Work to be completed: Each entry below must be repeated word for word.
** Begin Data listing **
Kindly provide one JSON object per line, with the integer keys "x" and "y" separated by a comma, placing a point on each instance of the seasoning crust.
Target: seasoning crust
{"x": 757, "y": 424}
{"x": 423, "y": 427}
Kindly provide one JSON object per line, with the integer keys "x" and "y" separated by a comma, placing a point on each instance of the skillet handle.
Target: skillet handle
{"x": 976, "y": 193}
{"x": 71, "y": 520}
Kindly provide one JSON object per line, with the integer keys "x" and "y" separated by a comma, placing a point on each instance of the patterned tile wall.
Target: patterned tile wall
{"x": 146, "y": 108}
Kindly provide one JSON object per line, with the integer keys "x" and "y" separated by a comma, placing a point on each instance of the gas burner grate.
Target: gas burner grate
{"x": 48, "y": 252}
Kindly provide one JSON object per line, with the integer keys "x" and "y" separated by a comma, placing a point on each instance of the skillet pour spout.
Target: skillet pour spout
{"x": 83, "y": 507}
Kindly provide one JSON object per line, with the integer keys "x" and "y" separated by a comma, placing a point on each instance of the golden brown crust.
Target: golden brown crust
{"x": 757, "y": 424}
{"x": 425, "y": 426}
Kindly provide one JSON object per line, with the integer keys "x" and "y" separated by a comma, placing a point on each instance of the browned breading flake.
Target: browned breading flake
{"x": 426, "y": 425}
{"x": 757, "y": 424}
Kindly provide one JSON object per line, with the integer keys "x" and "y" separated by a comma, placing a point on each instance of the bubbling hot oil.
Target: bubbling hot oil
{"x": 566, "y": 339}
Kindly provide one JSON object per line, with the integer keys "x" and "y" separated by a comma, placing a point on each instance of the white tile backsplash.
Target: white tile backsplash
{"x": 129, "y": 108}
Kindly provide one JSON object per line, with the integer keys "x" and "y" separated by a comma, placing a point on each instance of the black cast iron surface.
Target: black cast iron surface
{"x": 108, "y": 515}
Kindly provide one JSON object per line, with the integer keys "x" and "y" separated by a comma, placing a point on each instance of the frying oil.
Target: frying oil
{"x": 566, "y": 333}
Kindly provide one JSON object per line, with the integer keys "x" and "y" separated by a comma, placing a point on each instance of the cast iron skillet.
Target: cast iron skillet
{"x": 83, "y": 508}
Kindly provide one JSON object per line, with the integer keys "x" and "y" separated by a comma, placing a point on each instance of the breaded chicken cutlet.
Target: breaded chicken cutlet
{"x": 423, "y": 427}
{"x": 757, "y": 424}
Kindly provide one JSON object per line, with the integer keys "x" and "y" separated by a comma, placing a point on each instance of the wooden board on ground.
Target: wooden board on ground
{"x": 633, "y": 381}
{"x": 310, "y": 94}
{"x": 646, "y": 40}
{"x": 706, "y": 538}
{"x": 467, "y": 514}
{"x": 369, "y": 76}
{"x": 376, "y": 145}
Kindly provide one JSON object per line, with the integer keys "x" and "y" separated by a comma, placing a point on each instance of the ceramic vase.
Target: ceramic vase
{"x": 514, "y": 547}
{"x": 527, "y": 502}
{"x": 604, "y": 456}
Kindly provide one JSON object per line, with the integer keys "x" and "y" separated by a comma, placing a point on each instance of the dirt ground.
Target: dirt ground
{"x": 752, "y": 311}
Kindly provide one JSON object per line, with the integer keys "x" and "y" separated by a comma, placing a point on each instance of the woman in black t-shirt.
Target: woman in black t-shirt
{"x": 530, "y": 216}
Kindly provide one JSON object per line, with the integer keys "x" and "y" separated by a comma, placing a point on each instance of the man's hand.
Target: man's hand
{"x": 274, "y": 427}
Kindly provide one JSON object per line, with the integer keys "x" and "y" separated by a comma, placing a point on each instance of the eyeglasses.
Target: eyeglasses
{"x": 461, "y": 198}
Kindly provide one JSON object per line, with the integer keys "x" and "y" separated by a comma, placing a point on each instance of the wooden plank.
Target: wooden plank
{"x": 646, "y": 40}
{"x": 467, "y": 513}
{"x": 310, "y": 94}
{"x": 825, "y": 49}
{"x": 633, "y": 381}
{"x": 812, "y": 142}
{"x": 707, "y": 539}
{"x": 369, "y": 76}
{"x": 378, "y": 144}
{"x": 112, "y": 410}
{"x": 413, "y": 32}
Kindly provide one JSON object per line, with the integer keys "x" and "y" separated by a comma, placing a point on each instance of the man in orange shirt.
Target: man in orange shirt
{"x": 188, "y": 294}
** End Data listing **
Reply:
Kindly provide one JSON object per line, with the integer keys "x" and "y" separated by a comma, placing a point on each instance of the seasoning crust.
Target: seasoning crust
{"x": 757, "y": 424}
{"x": 423, "y": 427}
Kindly provide one JSON object per line, with the integer keys "x" and "y" separated by a comma, placing a point on each instance of the skillet handle.
Target: skillet handle
{"x": 976, "y": 193}
{"x": 71, "y": 520}
Kindly provide one JSON object per line, with the integer keys "x" and "y" separated by a comma, placing a point on each instance of the patterned tile wall.
Target: patterned tile wall
{"x": 146, "y": 108}
Kindly provide one JSON object per line, with the integer keys "x" and "y" separated by a comma, placing a point on each instance of the gas burner grate.
Target: gas burner grate
{"x": 48, "y": 252}
Kindly provide one JSON object per line, with the integer keys "x" and "y" separated by a comma, placing a point on each instance of the skillet pour spout.
Target: skillet pour spout
{"x": 83, "y": 507}
Kindly provide one JSON object per line, with the integer keys "x" and "y" separated by a comma, placing a point on each instance of the golden brown crust.
Target: golden brown crust
{"x": 757, "y": 424}
{"x": 425, "y": 426}
Kindly provide one JSON object per line, with the integer keys "x" and "y" separated by a comma, placing a point on each instance of the browned breading flake.
Target: browned breading flake
{"x": 426, "y": 425}
{"x": 757, "y": 424}
Kindly provide one JSON object per line, with the integer keys "x" and "y" separated by a comma, placing a point on each instance of the bubbling hot oil.
Target: bubbling hot oil
{"x": 566, "y": 339}
Kindly provide one JSON object per line, with the integer keys "x" and "y" separated by a comma, placing a point on each instance of the white tile backsplash.
Target: white tile backsplash
{"x": 129, "y": 108}
Kindly provide one JSON object per line, with the integer keys "x" and "y" separated by a comma, placing a point on each instance of the black cast iron surface.
Target: black cast iron surface
{"x": 108, "y": 515}
Kindly provide one JSON object per line, with the integer keys "x" and "y" separated by a comma, placing a point on each instance of the frying oil.
Target: frying oil
{"x": 566, "y": 333}
Kindly provide one JSON object per line, with the integer keys "x" and "y" separated by a comma, placing a point on each instance of the cast iron skillet.
Target: cast iron skillet
{"x": 83, "y": 508}
Kindly provide one JSON object per line, with the integer keys "x" and "y" separated by a comma, placing a point on each instance of the breaded chicken cutlet.
Target: breaded chicken cutlet
{"x": 423, "y": 427}
{"x": 757, "y": 424}
Kindly provide one JSON object per line, with the integer keys "x" and "y" separated by a comma, placing a point on each instance of the wooden board on ground.
Target: wooden board on ground
{"x": 633, "y": 381}
{"x": 310, "y": 94}
{"x": 646, "y": 40}
{"x": 706, "y": 538}
{"x": 467, "y": 514}
{"x": 369, "y": 76}
{"x": 376, "y": 145}
Kindly provide one JSON object per line, with the integer keys "x" and "y" separated by a comma, placing a point on each instance of the ceramic vase.
Target: ceramic vase
{"x": 514, "y": 547}
{"x": 527, "y": 502}
{"x": 604, "y": 456}
Kindly provide one JSON object per line, with the integer keys "x" and "y" separated by a comma, placing a point on each instance of the dirt ground.
Target: dirt ground
{"x": 752, "y": 311}
Kindly provide one JSON object per line, with the integer keys "x" and "y" separated by a comma, placing a point on each instance of the woman in black t-shirt.
Target: woman in black t-shirt
{"x": 530, "y": 216}
Kindly provide one JSON object per line, with the integer keys "x" and "y" separated by a comma, placing a point on each instance of the man's hand.
Target: man's hand
{"x": 274, "y": 427}
Kindly provide one JSON object per line, with the integer keys "x" and "y" separated by a comma, placing a point on each instance of the eyeglasses.
Target: eyeglasses
{"x": 461, "y": 198}
Kindly provide one JSON object per line, with the integer keys "x" and "y" separated by a comma, placing a point on each instance of the wooden plank.
Target: wooden plank
{"x": 646, "y": 40}
{"x": 467, "y": 513}
{"x": 310, "y": 94}
{"x": 825, "y": 49}
{"x": 633, "y": 381}
{"x": 812, "y": 142}
{"x": 707, "y": 539}
{"x": 369, "y": 76}
{"x": 378, "y": 144}
{"x": 112, "y": 410}
{"x": 413, "y": 32}
Kindly provide one JSON object per line, with the integer keys "x" and "y" separated by a comma, placing a point on each instance of the man in orange shirt.
Target: man in orange shirt
{"x": 188, "y": 294}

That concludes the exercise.